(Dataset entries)
+ + + +
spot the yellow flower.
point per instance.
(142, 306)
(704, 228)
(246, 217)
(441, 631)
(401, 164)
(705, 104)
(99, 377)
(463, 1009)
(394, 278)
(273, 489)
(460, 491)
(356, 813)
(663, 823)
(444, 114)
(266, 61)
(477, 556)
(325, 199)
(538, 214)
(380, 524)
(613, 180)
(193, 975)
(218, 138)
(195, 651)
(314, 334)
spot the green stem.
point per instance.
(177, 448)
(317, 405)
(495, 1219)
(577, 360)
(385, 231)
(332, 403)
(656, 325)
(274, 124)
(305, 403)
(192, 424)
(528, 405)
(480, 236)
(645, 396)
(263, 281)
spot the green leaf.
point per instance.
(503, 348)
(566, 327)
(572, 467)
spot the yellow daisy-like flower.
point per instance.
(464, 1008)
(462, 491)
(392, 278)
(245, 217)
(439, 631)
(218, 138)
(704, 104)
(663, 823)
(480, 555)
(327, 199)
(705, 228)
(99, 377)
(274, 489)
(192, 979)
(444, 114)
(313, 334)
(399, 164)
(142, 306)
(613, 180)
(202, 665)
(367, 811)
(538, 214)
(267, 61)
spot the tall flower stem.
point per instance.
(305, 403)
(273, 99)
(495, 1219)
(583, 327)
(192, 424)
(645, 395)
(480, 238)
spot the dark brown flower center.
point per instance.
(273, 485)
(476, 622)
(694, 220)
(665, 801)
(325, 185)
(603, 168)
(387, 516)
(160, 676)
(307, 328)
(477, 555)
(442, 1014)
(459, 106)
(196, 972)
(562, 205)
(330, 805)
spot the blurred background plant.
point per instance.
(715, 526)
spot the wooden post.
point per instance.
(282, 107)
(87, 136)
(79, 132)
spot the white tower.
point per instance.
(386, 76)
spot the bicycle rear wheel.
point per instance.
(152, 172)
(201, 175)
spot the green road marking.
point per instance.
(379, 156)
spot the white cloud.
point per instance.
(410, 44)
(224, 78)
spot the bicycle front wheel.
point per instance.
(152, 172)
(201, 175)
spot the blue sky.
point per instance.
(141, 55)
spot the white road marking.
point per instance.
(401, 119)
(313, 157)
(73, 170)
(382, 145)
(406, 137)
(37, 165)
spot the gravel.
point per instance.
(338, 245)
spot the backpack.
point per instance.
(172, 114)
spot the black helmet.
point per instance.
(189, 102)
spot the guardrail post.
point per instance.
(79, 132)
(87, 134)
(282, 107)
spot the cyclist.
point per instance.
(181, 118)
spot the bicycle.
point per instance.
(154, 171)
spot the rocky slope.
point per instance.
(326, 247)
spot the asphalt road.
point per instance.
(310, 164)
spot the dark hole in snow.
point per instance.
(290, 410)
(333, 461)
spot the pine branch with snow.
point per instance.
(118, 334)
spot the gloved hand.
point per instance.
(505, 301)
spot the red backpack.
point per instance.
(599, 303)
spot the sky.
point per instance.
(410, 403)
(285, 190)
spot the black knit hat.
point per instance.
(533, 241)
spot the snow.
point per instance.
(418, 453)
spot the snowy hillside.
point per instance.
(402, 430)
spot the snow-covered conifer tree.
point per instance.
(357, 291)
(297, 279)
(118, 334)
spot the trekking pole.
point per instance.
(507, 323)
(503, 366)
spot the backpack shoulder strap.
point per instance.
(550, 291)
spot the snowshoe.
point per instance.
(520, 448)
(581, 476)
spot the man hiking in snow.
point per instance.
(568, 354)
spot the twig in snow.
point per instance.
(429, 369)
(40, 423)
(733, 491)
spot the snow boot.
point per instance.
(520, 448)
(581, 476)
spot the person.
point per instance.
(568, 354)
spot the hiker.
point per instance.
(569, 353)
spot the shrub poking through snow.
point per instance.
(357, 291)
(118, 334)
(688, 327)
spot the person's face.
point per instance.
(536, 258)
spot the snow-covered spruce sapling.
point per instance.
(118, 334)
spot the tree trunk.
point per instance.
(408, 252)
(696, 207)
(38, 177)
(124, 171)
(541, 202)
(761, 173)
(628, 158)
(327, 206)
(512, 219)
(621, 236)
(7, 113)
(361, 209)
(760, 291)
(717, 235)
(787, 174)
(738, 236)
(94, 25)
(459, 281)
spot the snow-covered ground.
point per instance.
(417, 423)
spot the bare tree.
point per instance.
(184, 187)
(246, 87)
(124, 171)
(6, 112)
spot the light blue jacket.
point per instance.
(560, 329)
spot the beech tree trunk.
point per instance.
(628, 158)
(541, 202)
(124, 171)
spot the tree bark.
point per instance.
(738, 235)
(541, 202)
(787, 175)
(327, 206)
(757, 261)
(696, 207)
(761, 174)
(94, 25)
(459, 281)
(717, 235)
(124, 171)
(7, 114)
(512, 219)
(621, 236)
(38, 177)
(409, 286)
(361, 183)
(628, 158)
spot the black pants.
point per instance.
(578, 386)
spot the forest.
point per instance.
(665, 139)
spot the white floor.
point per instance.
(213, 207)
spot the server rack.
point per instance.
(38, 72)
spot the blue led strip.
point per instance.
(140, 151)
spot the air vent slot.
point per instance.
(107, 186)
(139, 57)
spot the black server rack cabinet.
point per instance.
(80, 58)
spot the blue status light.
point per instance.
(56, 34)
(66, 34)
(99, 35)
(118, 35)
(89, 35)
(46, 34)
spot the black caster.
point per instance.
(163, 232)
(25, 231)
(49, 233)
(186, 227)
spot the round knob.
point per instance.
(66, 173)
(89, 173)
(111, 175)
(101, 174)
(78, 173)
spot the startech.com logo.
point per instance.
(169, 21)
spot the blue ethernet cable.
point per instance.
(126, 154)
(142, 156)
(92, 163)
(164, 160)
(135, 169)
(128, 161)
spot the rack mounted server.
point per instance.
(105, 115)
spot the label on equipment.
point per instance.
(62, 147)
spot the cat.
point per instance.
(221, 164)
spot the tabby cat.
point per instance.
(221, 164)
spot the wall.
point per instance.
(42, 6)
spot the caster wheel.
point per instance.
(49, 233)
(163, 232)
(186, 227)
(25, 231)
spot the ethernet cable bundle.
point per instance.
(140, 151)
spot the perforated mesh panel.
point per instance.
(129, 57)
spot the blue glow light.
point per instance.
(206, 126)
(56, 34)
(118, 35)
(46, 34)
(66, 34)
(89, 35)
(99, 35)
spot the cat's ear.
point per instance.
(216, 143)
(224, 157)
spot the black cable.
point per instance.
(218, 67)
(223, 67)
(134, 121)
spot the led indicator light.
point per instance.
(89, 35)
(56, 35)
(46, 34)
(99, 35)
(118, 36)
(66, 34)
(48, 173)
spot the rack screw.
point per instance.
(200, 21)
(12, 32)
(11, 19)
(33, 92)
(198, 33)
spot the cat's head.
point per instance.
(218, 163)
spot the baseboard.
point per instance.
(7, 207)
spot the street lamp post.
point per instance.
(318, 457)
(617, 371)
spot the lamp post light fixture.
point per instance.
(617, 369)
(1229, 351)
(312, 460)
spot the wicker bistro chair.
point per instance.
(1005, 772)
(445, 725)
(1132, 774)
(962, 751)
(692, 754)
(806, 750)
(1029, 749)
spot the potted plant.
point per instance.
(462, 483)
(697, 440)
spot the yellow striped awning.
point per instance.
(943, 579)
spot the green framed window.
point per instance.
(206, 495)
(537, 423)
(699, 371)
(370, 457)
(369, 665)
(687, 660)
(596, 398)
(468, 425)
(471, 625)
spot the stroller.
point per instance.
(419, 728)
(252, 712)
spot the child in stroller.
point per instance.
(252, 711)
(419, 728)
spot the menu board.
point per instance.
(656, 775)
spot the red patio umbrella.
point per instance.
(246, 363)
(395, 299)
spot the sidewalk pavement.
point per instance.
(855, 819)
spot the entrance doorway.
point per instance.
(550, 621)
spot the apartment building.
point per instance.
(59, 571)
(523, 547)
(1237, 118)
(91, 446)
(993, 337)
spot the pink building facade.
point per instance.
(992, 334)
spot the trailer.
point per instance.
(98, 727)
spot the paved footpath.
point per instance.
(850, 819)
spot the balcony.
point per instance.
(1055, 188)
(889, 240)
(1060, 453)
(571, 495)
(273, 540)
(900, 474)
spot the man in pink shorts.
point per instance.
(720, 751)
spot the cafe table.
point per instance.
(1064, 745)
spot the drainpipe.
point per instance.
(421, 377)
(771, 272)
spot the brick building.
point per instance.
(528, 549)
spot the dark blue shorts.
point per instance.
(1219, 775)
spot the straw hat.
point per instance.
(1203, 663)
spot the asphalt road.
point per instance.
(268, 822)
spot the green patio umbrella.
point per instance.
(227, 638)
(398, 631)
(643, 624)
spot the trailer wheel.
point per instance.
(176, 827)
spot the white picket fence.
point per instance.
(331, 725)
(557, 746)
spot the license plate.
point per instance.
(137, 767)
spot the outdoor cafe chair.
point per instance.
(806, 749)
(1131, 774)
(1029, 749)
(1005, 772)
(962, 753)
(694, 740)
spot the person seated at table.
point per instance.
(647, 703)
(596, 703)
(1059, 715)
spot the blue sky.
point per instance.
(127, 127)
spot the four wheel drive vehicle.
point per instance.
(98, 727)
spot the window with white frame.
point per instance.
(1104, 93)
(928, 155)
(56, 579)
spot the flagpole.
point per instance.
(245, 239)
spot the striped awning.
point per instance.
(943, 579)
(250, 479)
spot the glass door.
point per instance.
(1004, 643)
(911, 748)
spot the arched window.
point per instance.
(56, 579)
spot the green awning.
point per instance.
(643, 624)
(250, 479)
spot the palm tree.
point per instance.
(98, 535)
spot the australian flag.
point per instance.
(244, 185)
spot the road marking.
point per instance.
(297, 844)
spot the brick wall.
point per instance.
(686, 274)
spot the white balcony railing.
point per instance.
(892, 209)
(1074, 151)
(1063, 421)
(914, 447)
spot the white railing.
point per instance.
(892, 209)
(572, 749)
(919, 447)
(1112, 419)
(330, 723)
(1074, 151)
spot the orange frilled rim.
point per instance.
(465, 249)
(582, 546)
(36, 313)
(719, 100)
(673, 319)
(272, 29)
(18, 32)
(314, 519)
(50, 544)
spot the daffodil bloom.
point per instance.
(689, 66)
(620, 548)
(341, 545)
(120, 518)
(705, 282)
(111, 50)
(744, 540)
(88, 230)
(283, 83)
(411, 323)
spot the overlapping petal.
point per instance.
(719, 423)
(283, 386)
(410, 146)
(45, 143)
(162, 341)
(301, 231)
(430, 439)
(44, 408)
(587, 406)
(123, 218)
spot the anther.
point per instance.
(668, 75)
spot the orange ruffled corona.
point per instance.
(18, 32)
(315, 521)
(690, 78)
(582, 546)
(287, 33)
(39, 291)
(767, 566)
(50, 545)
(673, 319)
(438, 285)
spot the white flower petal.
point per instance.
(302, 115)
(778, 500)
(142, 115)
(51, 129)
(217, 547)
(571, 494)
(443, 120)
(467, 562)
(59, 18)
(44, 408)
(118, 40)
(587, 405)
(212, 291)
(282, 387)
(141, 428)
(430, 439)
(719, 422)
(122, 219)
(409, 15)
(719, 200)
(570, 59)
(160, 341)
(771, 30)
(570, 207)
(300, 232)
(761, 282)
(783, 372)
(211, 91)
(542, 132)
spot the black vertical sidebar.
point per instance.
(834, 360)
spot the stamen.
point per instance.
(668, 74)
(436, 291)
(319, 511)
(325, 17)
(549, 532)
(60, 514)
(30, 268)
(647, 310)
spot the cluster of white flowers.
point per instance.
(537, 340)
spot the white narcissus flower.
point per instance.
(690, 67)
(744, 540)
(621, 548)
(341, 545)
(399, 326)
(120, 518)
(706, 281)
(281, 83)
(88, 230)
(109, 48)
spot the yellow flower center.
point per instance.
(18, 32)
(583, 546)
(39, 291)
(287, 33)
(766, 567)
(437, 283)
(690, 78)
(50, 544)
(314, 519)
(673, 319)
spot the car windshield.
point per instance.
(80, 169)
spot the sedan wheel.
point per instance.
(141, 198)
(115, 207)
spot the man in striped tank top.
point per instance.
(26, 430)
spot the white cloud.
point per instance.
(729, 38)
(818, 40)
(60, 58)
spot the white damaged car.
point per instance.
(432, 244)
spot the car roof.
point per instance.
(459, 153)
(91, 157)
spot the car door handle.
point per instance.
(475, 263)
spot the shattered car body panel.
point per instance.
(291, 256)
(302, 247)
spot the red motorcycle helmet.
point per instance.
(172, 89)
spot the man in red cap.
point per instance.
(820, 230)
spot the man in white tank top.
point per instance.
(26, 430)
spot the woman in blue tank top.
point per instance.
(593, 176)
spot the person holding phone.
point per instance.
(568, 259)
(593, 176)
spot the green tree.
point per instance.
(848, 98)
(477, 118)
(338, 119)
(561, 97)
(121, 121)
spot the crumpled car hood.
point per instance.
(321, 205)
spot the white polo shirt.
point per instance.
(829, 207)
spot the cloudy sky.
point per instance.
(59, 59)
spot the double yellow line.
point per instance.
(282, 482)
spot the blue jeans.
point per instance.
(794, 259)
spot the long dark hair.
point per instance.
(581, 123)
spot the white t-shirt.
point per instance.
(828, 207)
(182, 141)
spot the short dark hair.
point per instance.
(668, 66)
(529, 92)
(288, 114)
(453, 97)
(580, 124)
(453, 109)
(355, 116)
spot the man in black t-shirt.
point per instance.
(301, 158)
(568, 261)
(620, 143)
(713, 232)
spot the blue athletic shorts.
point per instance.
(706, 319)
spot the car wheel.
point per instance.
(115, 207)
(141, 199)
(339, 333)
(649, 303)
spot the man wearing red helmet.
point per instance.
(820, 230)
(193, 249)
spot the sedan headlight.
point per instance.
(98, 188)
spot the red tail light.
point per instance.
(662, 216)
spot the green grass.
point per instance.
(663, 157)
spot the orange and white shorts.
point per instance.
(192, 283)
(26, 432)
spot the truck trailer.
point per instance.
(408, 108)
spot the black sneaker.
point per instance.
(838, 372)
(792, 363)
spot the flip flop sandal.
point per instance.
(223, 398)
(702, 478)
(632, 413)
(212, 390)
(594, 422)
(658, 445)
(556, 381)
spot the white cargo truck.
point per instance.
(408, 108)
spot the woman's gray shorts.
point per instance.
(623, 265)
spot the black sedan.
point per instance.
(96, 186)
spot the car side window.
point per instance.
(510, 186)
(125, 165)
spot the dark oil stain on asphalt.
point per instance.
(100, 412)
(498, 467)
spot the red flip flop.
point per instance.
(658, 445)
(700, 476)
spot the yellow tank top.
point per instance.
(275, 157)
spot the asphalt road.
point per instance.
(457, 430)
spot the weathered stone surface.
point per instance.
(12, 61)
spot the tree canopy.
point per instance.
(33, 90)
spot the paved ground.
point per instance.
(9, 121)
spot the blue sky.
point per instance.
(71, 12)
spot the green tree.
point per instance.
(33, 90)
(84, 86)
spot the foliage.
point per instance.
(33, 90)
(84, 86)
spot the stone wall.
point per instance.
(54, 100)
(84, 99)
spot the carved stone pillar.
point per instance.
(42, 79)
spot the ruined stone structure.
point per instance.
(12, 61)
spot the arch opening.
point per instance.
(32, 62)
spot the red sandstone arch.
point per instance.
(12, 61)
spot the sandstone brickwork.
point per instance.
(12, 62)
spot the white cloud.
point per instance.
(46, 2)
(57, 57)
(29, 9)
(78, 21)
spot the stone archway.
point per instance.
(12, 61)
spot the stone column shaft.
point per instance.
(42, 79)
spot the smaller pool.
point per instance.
+ + + +
--- AIM OF THE TASK ---
Every line of the entries above that includes "marking" should be copied.

--- EXPECTED ANSWER ---
spot the green road marking.
spot the white road marking.
spot the road marking.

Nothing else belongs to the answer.